**Supplied text**.

Method	Lang	Sen.ACC	NED	CLIP	HPS
AnyText†	EN	0.7041	0.8827	0.8827	0.2624
AnyText2† (Prev. SOTA)	EN	0.8122	0.9194	0.8941	0.2497
GRPO baseline (Weighted)	EN	0.7246	0.8935	0.8970	0.2708
Ours (POCA)	EN	0.7651	0.8983	0.8985	0.2694
AnyText†	ZH	0.6452	0.8181	0.8022	0.2588
AnyText2† (Prev. SOTA)	ZH	0.7171	0.8488	0.8102	0.2486
GRPO baseline	ZH	0.6782	0.8663	0.8138	0.2668
Ours (POCA)	ZH	0.6942	0.8696	0.8170	0.2653

Key takeaways: POCA improves all metrics relative to the AnyText base. It outperforms the previous SOTA (AnyText2) in CLIP and HPS, noting that AnyText2 has a significantly lower HPS (0.2497), suggesting it sacrifices aesthetics for text accuracy. Compared to the GRPO weighted-sum baseline, POCA achieves better text accuracy and CLIP scores, indicating that Pareto selection finds superior trade-offs.

**List of tasks**.
A – According to the benchmark comparison, what does AnyText2's significantly lower HPS suggest it sacrifices, and in favor of what?
B – Copy the benchmark comparison verbatim from "Key takeaways: POCA" to "finds superior trade-offs.".

**Information supplied**.
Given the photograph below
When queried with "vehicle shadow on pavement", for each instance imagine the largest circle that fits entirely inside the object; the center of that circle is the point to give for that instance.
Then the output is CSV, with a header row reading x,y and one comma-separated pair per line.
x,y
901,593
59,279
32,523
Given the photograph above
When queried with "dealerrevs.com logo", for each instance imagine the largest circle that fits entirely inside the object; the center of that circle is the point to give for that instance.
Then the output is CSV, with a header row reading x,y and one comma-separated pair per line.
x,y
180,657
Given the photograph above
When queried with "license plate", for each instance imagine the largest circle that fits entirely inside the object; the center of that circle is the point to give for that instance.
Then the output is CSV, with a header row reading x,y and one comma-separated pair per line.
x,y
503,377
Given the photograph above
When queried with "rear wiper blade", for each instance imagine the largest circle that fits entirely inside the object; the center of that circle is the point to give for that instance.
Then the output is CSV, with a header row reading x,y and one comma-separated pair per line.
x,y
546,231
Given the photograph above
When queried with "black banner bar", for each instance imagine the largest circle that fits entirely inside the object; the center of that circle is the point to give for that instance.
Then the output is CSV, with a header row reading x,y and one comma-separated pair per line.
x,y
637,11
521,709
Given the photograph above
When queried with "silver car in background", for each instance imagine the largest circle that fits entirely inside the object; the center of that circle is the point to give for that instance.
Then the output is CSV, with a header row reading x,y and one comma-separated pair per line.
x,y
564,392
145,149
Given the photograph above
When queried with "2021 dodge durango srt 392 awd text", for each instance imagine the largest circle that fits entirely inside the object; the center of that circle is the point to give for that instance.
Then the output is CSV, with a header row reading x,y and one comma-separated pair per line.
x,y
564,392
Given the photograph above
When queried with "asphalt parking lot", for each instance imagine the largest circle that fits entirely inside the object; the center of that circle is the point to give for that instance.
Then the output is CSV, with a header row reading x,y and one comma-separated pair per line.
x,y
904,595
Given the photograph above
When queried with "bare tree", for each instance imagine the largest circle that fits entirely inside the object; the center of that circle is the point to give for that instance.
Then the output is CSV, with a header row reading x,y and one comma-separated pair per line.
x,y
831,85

**Responses per task**.
A – It suggests AnyText2 sacrifices aesthetics for text accuracy.

B –
Key takeaways: POCA improves all metrics relative to the AnyText base. It outperforms the previous SOTA (AnyText2) in CLIP and HPS, noting that AnyText2 has a significantly lower HPS (0.2497), suggesting it sacrifices aesthetics for text accuracy. Compared to the GRPO weighted-sum baseline, POCA achieves better text accuracy and CLIP scores, indicating that Pareto selection finds superior trade-offs.